## Consigne
Recopie tout le passage de la discussion sur les romans de Jean Teulé, depuis « Verlaine marquant, Villon » jusqu'à « épique restera inachevé. ».

## Texte
****************************************
C'est dit comme si tu avais trouvé ça nul!
Ce n'est pas le meilleur pour moi, mais l'originalité de l'histoire et le décalage de ton m'ont vraiment plu!
Je les ai tous lus (sauf "l'Oeil de Pâques", introuvable... si quelqu'un a ça près de chez lui...)
Pour moi, le meilleur, c'est Ô Verlaine, mais chacun de ses romans nous plonge dans un univers neuf et inédit.
Il me surprend toujours.
"Rainbow pour Rimbaud" est très poétique, comme "Balade pour un père oublié", très bien écrit. "Bord cadre" est celui qui m'a le moins marqué (et pourtant, je me souviens l'avoir bien aimé aussi)
Ce n'est pas le meilleur pour moi, mais l'originalité de l'histoire et le décalage de ton m'ont vraiment plu!
Je les ai tous lus (sauf "l'Oeil de Pâques", introuvable... si quelqu'un a ça près de chez lui...)
Pour moi, le meilleur, c'est Ô Verlaine, mais chacun de ses romans nous plonge dans un univers neuf et inédit.
Il me surprend toujours.
"Rainbow pour Rimbaud" est très poétique, comme "Balade pour un père oublié", très bien écrit. "Bord cadre" est celui qui m'a le moins marqué (et pourtant, je me souviens l'avoir bien aimé aussi)
Ezéchiel- Vergilius' forest
- Nombre de messages : 49
Date d'inscription : 08/10/2008
Re: Les poètes de Teulé
Tu exagères! Où vois-tu ça?Ezéchiel a écrit:C'est dit comme si tu avais trouvé ça nul!
Verlaine marquant, Villon encore plus, avec cet emmurement dans le cimetière...
Kashima- Faux-monnayeur
- Nombre de messages : 6546
Date d'inscription : 29/09/2008
Charly 9
Dans Charly 9, le dernier roman en date de Jean Teulé, on trouve aussi des poètes : Ronsard est un vieux libidineux qui court après les soubrettes ; le roi lui demande de lui écrire sa Franciade en décasyllabes, et la chose rebute le poète : il doit chanter les exploits de Francus et ce poème épique restera inachevé.
On croise aussi un autre poète de la Pléiade, De Baïf, ainsi que Dorat.
****************************************
## Données affichées
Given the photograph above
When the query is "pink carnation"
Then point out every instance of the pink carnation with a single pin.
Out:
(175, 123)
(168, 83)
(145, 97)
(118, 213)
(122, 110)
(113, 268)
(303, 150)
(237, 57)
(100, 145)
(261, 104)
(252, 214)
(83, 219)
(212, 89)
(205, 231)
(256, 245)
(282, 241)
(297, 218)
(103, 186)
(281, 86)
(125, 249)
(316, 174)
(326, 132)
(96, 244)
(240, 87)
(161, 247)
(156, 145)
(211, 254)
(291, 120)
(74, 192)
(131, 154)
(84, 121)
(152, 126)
****************************************
## Résultat
Verlaine marquant, Villon encore plus, avec cet emmurement dans le cimetière...
Kashima- Faux-monnayeur
- Nombre de messages : 6546
Date d'inscription : 29/09/2008
Charly 9
Dans Charly 9, le dernier roman en date de Jean Teulé, on trouve aussi des poètes : Ronsard est un vieux libidineux qui court après les soubrettes ; le roi lui demande de lui écrire sa Franciade en décasyllabes, et la chose rebute le poète : il doit chanter les exploits de Francus et ce poème épique restera inachevé.